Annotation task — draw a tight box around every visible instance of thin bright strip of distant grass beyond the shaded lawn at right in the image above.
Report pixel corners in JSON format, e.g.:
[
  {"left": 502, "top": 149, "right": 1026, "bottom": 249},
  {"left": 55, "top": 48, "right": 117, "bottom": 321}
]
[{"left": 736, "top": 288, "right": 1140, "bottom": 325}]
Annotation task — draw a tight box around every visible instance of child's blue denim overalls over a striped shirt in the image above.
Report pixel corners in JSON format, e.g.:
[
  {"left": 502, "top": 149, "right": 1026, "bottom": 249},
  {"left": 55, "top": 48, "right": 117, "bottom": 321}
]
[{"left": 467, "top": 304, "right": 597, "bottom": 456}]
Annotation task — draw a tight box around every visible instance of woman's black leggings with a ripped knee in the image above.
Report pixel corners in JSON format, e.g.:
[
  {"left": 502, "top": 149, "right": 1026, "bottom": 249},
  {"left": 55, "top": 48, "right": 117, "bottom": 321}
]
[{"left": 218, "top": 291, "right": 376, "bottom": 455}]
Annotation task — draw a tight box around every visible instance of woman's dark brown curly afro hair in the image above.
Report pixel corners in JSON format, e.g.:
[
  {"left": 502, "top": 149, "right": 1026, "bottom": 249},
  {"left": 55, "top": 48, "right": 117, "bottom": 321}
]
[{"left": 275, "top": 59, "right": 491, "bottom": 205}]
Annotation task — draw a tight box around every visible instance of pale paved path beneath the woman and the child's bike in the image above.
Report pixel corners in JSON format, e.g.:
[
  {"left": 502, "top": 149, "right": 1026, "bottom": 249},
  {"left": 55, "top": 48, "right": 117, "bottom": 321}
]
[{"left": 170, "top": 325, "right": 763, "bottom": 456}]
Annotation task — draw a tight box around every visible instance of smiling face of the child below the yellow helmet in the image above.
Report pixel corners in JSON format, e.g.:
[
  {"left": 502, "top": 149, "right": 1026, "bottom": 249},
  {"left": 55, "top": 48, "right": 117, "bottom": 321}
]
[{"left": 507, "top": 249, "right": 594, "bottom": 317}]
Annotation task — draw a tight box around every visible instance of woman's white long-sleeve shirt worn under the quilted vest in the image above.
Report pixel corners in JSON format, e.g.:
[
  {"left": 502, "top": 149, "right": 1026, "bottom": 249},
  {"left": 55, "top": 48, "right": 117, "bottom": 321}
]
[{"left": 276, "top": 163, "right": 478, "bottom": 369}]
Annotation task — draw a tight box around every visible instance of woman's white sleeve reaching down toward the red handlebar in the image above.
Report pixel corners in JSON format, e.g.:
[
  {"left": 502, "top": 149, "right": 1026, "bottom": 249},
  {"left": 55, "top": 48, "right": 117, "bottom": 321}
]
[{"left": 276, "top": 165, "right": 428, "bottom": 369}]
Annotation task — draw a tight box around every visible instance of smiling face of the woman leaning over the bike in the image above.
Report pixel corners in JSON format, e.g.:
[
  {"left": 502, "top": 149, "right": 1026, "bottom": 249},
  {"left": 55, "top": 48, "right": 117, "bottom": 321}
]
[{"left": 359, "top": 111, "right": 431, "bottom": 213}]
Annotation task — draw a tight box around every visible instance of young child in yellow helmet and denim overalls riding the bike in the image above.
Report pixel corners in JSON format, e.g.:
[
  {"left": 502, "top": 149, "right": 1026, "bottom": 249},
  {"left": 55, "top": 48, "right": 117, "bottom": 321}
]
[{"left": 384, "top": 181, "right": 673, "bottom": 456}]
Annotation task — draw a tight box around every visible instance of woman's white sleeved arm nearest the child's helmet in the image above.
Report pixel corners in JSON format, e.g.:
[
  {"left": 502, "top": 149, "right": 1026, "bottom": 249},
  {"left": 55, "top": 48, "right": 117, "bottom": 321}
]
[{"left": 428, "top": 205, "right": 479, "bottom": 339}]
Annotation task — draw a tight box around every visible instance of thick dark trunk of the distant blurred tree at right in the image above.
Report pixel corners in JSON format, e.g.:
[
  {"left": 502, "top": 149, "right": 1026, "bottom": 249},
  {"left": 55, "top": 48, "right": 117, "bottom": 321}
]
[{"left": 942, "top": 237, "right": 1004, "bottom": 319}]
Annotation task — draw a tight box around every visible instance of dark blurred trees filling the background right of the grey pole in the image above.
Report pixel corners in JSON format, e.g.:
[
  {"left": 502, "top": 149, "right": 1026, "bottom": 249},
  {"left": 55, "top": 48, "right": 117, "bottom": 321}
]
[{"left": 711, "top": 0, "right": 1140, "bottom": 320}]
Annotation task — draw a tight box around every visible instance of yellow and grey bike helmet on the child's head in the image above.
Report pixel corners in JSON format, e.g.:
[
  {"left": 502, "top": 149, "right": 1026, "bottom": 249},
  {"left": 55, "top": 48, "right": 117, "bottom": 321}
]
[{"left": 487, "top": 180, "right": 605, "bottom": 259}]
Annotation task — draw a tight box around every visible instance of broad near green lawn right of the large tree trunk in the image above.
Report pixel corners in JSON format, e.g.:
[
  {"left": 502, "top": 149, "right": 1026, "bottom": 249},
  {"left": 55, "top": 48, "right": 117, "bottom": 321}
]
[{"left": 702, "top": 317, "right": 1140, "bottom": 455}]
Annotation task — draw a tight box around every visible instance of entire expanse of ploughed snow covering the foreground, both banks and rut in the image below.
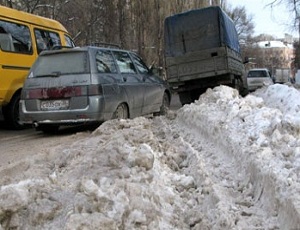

#### Try it
Apart from the pictures, return every entry above exactly as given.

#### Answer for this exercise
Annotation task — draw a tight box around every visible instance of thin bright strip of distant grass beyond the shaded lawn at right in the image above.
Report pixel corners in JSON format, e.g.:
[
  {"left": 502, "top": 149, "right": 1026, "bottom": 249},
  {"left": 55, "top": 48, "right": 117, "bottom": 321}
]
[{"left": 736, "top": 288, "right": 1140, "bottom": 325}]
Annotation task — draw a tight box around every visible instance of child's blue denim overalls over a striped shirt in the image above.
Report pixel corners in JSON format, e.g.:
[
  {"left": 502, "top": 149, "right": 1026, "bottom": 249},
  {"left": 55, "top": 48, "right": 117, "bottom": 321}
]
[{"left": 467, "top": 304, "right": 597, "bottom": 456}]
Annotation task — draw a tight box around every visible instance of woman's black leggings with a ripped knee in the image above.
Report pixel corners in JSON format, e.g.:
[
  {"left": 502, "top": 149, "right": 1026, "bottom": 249},
  {"left": 55, "top": 48, "right": 117, "bottom": 321}
]
[{"left": 218, "top": 291, "right": 376, "bottom": 455}]
Annotation task — draw a tight box around every visible instance of woman's dark brown curly afro hair in the image above.
Report pixel corners in JSON format, e.g.:
[
  {"left": 502, "top": 149, "right": 1026, "bottom": 249},
  {"left": 55, "top": 48, "right": 117, "bottom": 321}
]
[{"left": 275, "top": 59, "right": 491, "bottom": 205}]
Annotation task — draw a tight box around every visible instance of pale paved path beneath the woman and the child's bike in the image above.
Report pixel corners in JSON format, e.g.:
[
  {"left": 502, "top": 149, "right": 1026, "bottom": 249},
  {"left": 55, "top": 48, "right": 117, "bottom": 321}
]
[{"left": 170, "top": 325, "right": 763, "bottom": 456}]
Annotation task — draw a tight box around every visible instance of smiling face of the child below the yellow helmet in the image above.
Report pixel corners in JSON format, e.g.:
[
  {"left": 502, "top": 149, "right": 1026, "bottom": 249},
  {"left": 55, "top": 48, "right": 117, "bottom": 321}
]
[{"left": 507, "top": 249, "right": 594, "bottom": 317}]
Annotation task — draw a tight box around every visible instance of woman's white long-sleeve shirt worn under the quilted vest in the image above.
Report pixel corners in JSON format, e.g.:
[
  {"left": 502, "top": 149, "right": 1026, "bottom": 249},
  {"left": 55, "top": 48, "right": 117, "bottom": 321}
]
[{"left": 276, "top": 163, "right": 478, "bottom": 369}]
Annotation task — draw a tight box around every visible instance of woman's white sleeve reaching down toward the red handlebar in the image above.
Report pixel corners in JSON format, e.g.:
[
  {"left": 502, "top": 149, "right": 1026, "bottom": 249},
  {"left": 55, "top": 48, "right": 117, "bottom": 321}
]
[{"left": 276, "top": 165, "right": 428, "bottom": 369}]
Annotation task — draw a tight box around every visible instance of smiling face of the woman leaning over the bike in the image above.
Report pixel corners in JSON format, e.g.:
[
  {"left": 502, "top": 149, "right": 1026, "bottom": 249},
  {"left": 55, "top": 48, "right": 117, "bottom": 321}
]
[{"left": 359, "top": 111, "right": 431, "bottom": 213}]
Annotation task — draw a tight box around every visible instance of young child in yellow helmet and denim overalls riding the bike in the image above.
Report pixel corners in JSON format, e.g.:
[
  {"left": 502, "top": 149, "right": 1026, "bottom": 249},
  {"left": 55, "top": 48, "right": 117, "bottom": 321}
]
[{"left": 384, "top": 181, "right": 673, "bottom": 456}]
Annotation task — draw a tight box around every visible instance of woman's white sleeved arm nearest the child's helmet in the image above.
Report pixel corners in JSON format, e.g.:
[
  {"left": 502, "top": 149, "right": 1026, "bottom": 249},
  {"left": 55, "top": 48, "right": 117, "bottom": 321}
]
[{"left": 428, "top": 205, "right": 479, "bottom": 339}]
Annotation task — draw a tight box around every visible instance of thick dark trunk of the distant blurred tree at right in the image above.
Report pixel corners in JSON format, e.g.:
[
  {"left": 502, "top": 149, "right": 1026, "bottom": 249},
  {"left": 55, "top": 48, "right": 117, "bottom": 321}
]
[{"left": 942, "top": 237, "right": 1004, "bottom": 319}]
Annotation task — draw a tight box around every visible instance of dark blurred trees filling the background right of the grey pole in the image above.
Report pixel corners in JSON format, e.g.:
[
  {"left": 502, "top": 149, "right": 1026, "bottom": 249},
  {"left": 55, "top": 48, "right": 117, "bottom": 321}
]
[{"left": 711, "top": 0, "right": 1140, "bottom": 320}]
Annotation task — draw a tight box around every visible instance of yellow and grey bike helmet on the child's head in the image above.
Report pixel corners in JSON format, e.g.:
[
  {"left": 502, "top": 149, "right": 1026, "bottom": 249},
  {"left": 55, "top": 48, "right": 117, "bottom": 321}
]
[{"left": 487, "top": 180, "right": 605, "bottom": 259}]
Annotation task — draw a tight box around every visible instance of broad near green lawn right of the large tree trunk in the image above.
Report pixel corners in JSON format, e.g.:
[
  {"left": 502, "top": 149, "right": 1026, "bottom": 249},
  {"left": 55, "top": 48, "right": 117, "bottom": 321}
]
[{"left": 702, "top": 317, "right": 1140, "bottom": 455}]
Annotation task — draw a tight box around every visible instance of entire expanse of ploughed snow covering the foreground, both banks and rut in the image below.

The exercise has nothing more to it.